→ PROBLEM TO WORK ON
Pull out each line of the data below that contains the string "forest", and copy those lines. Letter case matters when matching.

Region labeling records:
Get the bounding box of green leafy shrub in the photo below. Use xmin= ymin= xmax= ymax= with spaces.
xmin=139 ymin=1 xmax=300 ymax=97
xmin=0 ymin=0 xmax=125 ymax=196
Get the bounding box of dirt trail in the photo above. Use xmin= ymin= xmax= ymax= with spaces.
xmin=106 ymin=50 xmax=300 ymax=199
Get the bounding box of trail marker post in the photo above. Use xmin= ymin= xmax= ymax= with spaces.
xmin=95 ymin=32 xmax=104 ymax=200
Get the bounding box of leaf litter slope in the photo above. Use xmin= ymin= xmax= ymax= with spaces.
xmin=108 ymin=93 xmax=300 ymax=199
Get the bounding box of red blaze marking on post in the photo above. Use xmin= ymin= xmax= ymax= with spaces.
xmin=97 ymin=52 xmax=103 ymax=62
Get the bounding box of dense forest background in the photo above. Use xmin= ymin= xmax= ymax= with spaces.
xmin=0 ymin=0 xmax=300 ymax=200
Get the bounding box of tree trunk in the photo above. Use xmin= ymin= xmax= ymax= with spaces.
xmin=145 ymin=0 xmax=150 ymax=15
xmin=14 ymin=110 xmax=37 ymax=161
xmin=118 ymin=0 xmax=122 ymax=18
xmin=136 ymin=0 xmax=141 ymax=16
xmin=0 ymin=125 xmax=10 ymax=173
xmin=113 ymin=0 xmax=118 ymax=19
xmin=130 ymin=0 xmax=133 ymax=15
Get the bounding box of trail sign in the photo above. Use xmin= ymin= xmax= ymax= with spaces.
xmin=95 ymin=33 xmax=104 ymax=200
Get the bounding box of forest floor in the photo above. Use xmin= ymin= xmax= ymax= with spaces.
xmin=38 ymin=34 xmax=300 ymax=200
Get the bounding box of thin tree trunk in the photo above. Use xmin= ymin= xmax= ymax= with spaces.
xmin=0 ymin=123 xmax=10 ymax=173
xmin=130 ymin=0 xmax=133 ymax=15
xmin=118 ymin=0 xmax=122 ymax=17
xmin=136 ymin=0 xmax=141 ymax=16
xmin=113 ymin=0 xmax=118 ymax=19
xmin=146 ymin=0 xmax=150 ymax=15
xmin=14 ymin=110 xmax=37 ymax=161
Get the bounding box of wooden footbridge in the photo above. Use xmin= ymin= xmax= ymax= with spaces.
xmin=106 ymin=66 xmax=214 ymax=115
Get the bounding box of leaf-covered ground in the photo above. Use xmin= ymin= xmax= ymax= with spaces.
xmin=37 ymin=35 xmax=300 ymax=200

→ SOLUTION FOR THIS EXERCISE
Get the bounding box of dense forest background in the photo above. Use xmin= ymin= xmax= ymax= with spaces.
Get the bounding box of forest floor in the photo above. Use xmin= ymin= xmax= ymax= with spaces.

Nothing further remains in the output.